## GOAL OF THE EXERCISE
Search each line below for "advertisement", then return the lines where it appears.

##### PROVIDED RECORDS #####

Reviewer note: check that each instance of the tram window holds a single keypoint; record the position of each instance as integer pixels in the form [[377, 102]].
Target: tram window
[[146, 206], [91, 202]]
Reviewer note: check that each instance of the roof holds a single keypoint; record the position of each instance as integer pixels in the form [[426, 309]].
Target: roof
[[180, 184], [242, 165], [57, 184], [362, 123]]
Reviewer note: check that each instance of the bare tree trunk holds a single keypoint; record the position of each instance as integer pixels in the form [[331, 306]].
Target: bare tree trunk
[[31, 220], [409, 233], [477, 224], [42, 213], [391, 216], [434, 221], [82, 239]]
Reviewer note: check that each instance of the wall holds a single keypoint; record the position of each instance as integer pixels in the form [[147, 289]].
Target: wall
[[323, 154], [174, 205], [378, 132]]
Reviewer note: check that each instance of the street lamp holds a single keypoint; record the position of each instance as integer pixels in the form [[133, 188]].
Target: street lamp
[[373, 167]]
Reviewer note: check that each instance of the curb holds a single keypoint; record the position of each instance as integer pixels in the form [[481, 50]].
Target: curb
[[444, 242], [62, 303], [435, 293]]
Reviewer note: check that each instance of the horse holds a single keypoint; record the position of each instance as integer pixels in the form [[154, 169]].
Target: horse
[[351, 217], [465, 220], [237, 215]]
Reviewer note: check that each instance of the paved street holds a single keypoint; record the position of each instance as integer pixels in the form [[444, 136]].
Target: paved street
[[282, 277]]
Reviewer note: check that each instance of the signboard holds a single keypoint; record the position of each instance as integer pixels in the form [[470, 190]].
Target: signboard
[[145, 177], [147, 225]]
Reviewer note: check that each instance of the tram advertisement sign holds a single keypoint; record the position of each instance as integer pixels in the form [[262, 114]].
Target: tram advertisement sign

#####

## TASK RESPONSE
Reviewer note: check that each instance of the tram advertisement sign holds a single keypoint; record the position of each instance as integer pixels in the form [[262, 114]].
Target: tram advertisement sign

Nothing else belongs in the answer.